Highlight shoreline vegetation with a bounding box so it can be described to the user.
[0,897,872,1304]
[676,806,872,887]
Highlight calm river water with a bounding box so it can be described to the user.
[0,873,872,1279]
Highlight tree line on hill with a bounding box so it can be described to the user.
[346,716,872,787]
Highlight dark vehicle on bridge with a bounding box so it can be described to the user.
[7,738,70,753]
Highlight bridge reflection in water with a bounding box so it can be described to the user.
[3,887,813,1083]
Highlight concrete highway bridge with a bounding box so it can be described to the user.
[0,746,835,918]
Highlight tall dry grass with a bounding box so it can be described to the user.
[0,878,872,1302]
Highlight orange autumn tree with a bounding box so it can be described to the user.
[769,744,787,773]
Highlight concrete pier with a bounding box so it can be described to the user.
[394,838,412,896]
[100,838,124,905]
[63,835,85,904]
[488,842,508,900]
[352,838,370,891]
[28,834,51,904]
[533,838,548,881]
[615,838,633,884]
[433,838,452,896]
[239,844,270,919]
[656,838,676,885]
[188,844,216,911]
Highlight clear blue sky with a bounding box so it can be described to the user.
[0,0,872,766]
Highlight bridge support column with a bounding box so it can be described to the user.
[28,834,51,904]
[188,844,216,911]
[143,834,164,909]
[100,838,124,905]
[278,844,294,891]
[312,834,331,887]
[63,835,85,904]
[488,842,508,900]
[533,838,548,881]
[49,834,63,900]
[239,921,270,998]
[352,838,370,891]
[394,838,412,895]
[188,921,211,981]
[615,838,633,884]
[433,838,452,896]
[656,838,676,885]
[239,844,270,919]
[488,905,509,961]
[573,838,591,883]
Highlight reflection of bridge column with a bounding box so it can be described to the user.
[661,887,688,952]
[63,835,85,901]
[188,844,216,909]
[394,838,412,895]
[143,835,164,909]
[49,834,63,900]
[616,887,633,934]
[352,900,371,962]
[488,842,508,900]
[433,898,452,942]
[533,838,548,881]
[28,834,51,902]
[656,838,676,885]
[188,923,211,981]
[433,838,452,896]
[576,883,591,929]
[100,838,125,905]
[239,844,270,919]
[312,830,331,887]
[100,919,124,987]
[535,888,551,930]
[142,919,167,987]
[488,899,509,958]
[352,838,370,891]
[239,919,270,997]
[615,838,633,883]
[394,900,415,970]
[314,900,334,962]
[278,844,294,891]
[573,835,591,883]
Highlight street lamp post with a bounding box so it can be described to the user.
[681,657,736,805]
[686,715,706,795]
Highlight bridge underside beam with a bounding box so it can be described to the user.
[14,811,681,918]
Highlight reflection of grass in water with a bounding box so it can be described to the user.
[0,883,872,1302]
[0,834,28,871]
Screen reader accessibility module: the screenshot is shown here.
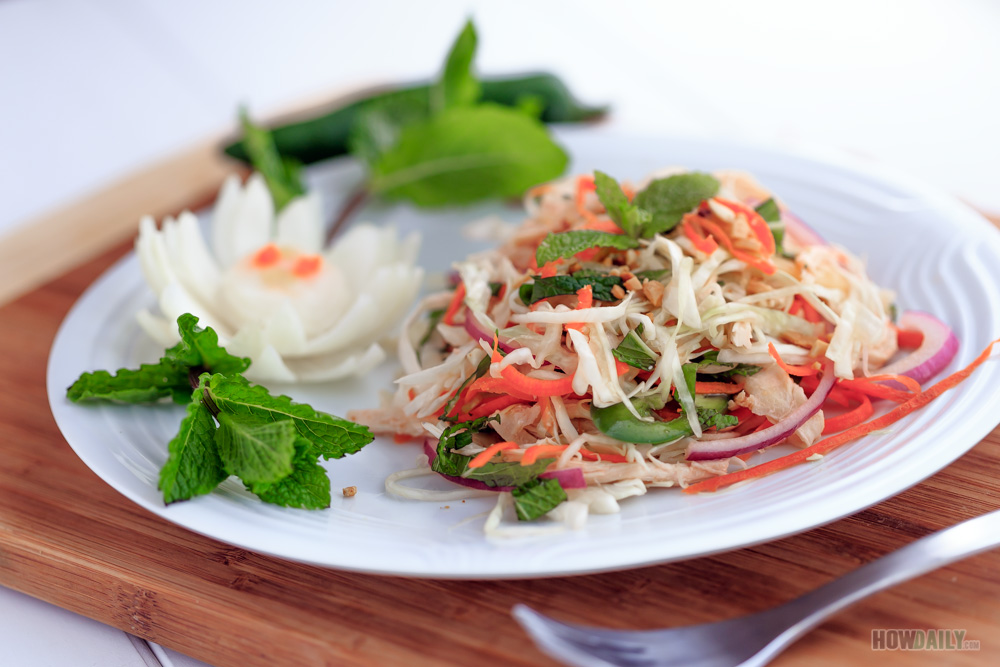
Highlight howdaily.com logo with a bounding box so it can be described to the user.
[872,628,979,651]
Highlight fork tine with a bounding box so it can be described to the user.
[511,604,655,667]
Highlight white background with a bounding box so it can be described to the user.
[0,0,1000,665]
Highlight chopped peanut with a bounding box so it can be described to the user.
[642,280,664,308]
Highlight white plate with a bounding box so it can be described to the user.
[48,131,1000,579]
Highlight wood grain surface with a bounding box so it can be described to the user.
[0,245,1000,666]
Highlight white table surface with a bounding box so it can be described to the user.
[0,0,1000,667]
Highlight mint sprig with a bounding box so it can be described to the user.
[67,314,373,509]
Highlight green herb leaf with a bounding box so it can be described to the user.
[632,172,719,238]
[611,331,657,371]
[698,409,740,429]
[441,353,502,421]
[431,21,482,112]
[594,171,653,237]
[511,479,567,521]
[215,412,296,484]
[754,197,785,255]
[371,104,567,206]
[535,229,639,266]
[206,374,374,459]
[66,360,191,403]
[754,197,781,222]
[158,387,227,504]
[161,313,250,375]
[518,270,622,306]
[247,437,330,510]
[240,109,306,211]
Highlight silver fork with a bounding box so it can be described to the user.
[512,510,1000,667]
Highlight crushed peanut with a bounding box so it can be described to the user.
[642,280,664,308]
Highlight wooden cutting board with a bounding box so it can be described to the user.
[0,151,1000,667]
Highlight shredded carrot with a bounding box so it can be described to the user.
[896,329,924,350]
[767,343,819,376]
[694,382,742,394]
[441,282,465,325]
[681,213,719,255]
[715,197,775,256]
[521,445,568,466]
[684,338,1000,493]
[500,366,573,398]
[469,442,519,468]
[823,394,875,435]
[701,218,777,276]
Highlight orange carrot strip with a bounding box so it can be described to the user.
[701,218,777,275]
[469,442,519,468]
[521,445,569,466]
[684,338,1000,493]
[896,329,924,350]
[681,213,719,255]
[469,396,525,419]
[767,343,819,376]
[823,394,875,435]
[858,374,923,394]
[694,382,742,394]
[441,282,465,325]
[504,366,573,398]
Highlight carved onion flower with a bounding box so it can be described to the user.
[136,174,423,382]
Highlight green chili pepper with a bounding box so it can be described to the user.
[590,403,692,445]
[225,73,607,164]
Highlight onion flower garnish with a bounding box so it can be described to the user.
[135,174,423,382]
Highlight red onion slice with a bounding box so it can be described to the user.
[876,310,958,389]
[687,363,836,461]
[424,438,587,492]
[465,306,517,354]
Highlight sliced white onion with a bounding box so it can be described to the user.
[687,363,836,461]
[878,310,958,389]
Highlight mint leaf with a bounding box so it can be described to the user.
[347,89,430,167]
[215,412,296,484]
[370,104,567,206]
[698,408,740,429]
[632,172,719,238]
[164,313,250,375]
[518,270,622,306]
[158,387,227,504]
[754,197,781,222]
[466,454,555,487]
[511,479,567,521]
[754,197,785,255]
[535,229,639,266]
[431,21,482,111]
[205,374,374,459]
[66,360,191,403]
[247,437,330,510]
[611,331,656,371]
[440,353,502,421]
[240,109,306,211]
[594,171,653,237]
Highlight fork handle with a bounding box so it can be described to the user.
[750,510,1000,664]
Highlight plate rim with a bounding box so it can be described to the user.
[46,128,1000,580]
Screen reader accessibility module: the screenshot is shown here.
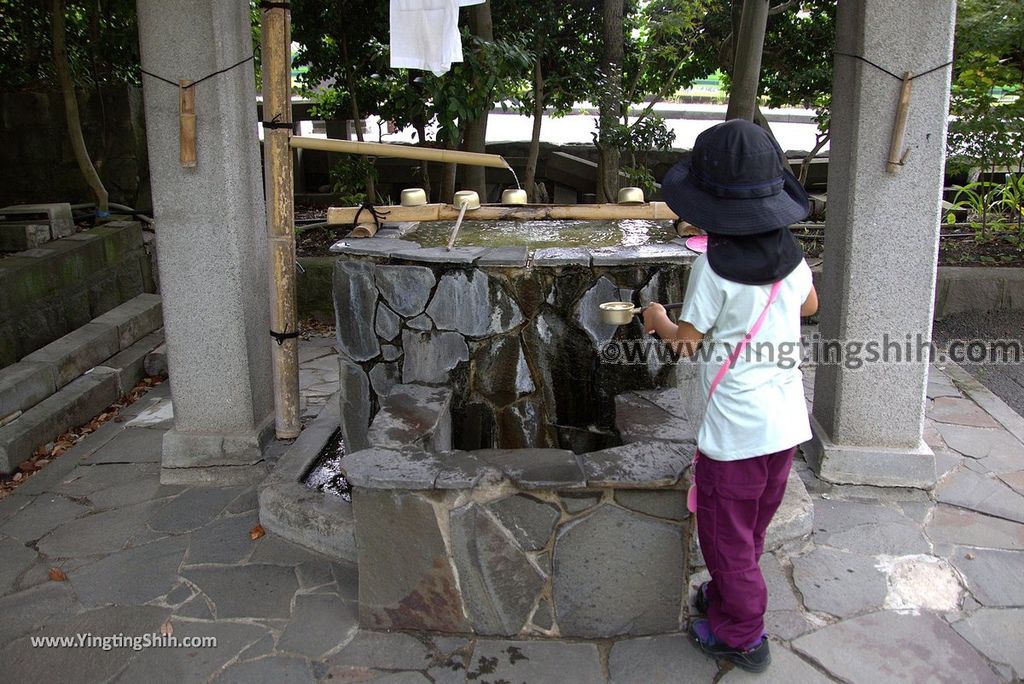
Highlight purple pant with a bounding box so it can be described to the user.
[695,446,797,648]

■ **Objectif à atteindre**:
Remplacez « bounding box » par « rectangle » dans tout le matériel ci-dessus et recopiez-le sans aucune autre modification. N'incluez pas les images dans votre réponse.

■ **La réponse**:
Highlight shoreline vegetation with a rectangle so it can be described to the user.
[0,897,872,1304]
[676,806,872,887]
Highlight calm river water with a rectangle so it can be described to the user.
[0,873,872,1279]
Highlight tree line on hill with a rectangle so it can be described to the user.
[346,716,872,787]
Highlight dark vehicle on bridge with a rectangle so it can be described to the user.
[7,738,70,753]
Highlight bridge reflection in water with a rectangle so it can be described to the user.
[3,887,813,1083]
Highlight concrete highway bridge with a rectangle so it can be described to the user.
[0,746,835,918]
Highlight tall dry grass with a rectangle so it can be described to the user.
[0,878,872,1302]
Highlight orange autumn tree with a rectangle so it can be described to the user.
[769,744,787,773]
Highlight concrete pier with a rectangle so it can be described to the user.
[394,838,412,896]
[100,838,124,905]
[63,835,85,904]
[488,842,508,900]
[352,838,370,891]
[28,834,51,904]
[533,838,548,881]
[615,838,633,884]
[433,838,452,896]
[239,844,270,919]
[656,838,676,885]
[188,844,216,911]
Highlight clear blue sky with a rectangle so it can be described to the user.
[0,0,872,766]
Highlight bridge support column with a rectangle so it can be described to the user.
[28,834,51,904]
[188,844,216,911]
[143,834,164,909]
[100,838,124,905]
[278,844,294,891]
[312,834,331,887]
[63,835,85,904]
[488,842,508,900]
[533,838,548,881]
[49,834,63,900]
[239,921,270,998]
[352,838,370,891]
[394,838,412,895]
[188,921,211,981]
[615,838,633,884]
[433,838,452,896]
[656,838,676,885]
[239,844,270,919]
[488,905,509,961]
[573,838,591,883]
Highlight reflection of bridge column with a rectangle so it can be described to the user.
[661,887,688,952]
[63,835,85,901]
[188,844,216,909]
[394,838,412,895]
[143,835,164,909]
[49,834,63,900]
[616,887,633,934]
[352,900,371,962]
[488,842,508,900]
[433,898,452,942]
[533,838,548,881]
[28,834,51,902]
[656,838,676,885]
[188,923,211,981]
[433,838,452,896]
[576,883,591,929]
[100,838,125,905]
[239,844,270,919]
[312,830,331,887]
[100,919,124,987]
[535,888,551,930]
[142,919,167,987]
[488,899,509,958]
[352,838,370,891]
[239,919,270,997]
[615,838,633,883]
[394,900,415,970]
[314,900,334,962]
[278,844,294,891]
[573,835,591,883]
Highlight street lamp post with a rectangle so it can be described to the user.
[681,657,736,805]
[686,715,706,795]
Highlight bridge underside beam with a rectangle so it can be described to the user.
[14,811,681,918]
Highlight reflection of grass in water with a rectangle so it can be described to the user.
[0,883,872,1302]
[0,834,28,871]
Screen reader accessibility module: the screenshot is shown here.
Highlight howdaily.com logo with a rectangle so it can be described to the user.
[872,628,979,651]
Highlight fork tine with a rectangle so it can be described to the user.
[511,604,655,667]
Highlight white background with a rectangle so it can be described to the user.
[0,0,1000,665]
Highlight chopped peanut with a rectangle so it can be described to the user.
[642,280,664,308]
Highlight white plate with a rectangle so it can be described to the user.
[48,131,1000,579]
Highlight wood grain surface with a rectangle so it can be described to the user.
[0,245,1000,666]
Highlight white table surface with a rectangle so it can be described to the user.
[0,0,1000,667]
Highlight mint sprig with a rectangle so it can be described to the user.
[67,314,373,509]
Highlight green herb leaf with a rectangle so it can be described to the user.
[632,172,719,238]
[611,331,657,371]
[698,409,740,429]
[441,353,502,421]
[431,21,482,112]
[594,171,653,237]
[511,479,567,521]
[215,412,296,484]
[754,197,785,255]
[371,104,567,206]
[535,229,639,266]
[206,374,374,459]
[66,360,191,403]
[754,197,781,222]
[158,387,227,504]
[161,313,250,375]
[518,270,622,306]
[247,437,330,510]
[240,109,306,211]
Highlight silver fork with a rectangle so it can be described to the user.
[512,510,1000,667]
Highlight crushed peanut with a rectangle so it can be described to the user.
[642,280,664,308]
Highlight wooden cutting board with a rectangle so it can be described to the user.
[0,151,1000,667]
Highlight shredded carrot with a rectangle so it can be described to the user.
[896,329,924,350]
[767,343,819,376]
[694,382,742,394]
[441,282,465,325]
[681,213,719,255]
[715,197,775,256]
[521,445,568,466]
[684,338,1000,493]
[500,366,573,398]
[469,442,519,468]
[823,394,875,435]
[701,218,777,276]
Highlight orange carrot strip with a rectangle so it can be described to the user.
[701,218,777,275]
[469,442,519,468]
[521,445,569,466]
[684,338,1000,493]
[896,329,924,350]
[681,213,719,255]
[469,396,525,419]
[767,343,819,376]
[823,394,875,435]
[858,374,923,394]
[694,382,742,394]
[441,282,465,325]
[504,366,573,398]
Highlight carved onion flower with a rectangle so it can be described to the user.
[136,174,423,382]
Highlight green chili pepper with a rectangle so it can be described to the user.
[590,403,692,445]
[225,73,607,164]
Highlight onion flower garnish with a rectangle so it can be described to the user.
[135,174,423,382]
Highlight red onion slice with a rectangle so it can be described to the user.
[876,310,958,389]
[687,363,836,461]
[424,438,587,492]
[465,306,517,354]
Highlight sliced white onion with a rectangle so it can be described to the user.
[687,363,836,461]
[878,310,958,389]
Highlight mint leaf with a rectangle so it can be described to the user.
[347,89,430,167]
[215,412,296,484]
[370,104,567,206]
[698,408,740,429]
[632,172,719,238]
[164,313,250,375]
[518,270,622,306]
[158,387,227,504]
[754,197,781,222]
[466,454,555,487]
[511,479,567,521]
[754,197,785,255]
[535,229,639,266]
[431,21,482,111]
[205,374,374,459]
[66,360,191,403]
[247,437,330,510]
[611,331,656,371]
[440,353,502,421]
[240,109,306,211]
[594,171,653,237]
Highlight fork handle with a rectangle so it can be described to the user.
[750,510,1000,664]
Highlight plate rim with a rectangle so it can be described to the user.
[46,128,1000,580]
Screen reader accessibility module: the screenshot is shown here.
Highlight purple pant with a rectangle so it can be described to the user.
[695,446,797,648]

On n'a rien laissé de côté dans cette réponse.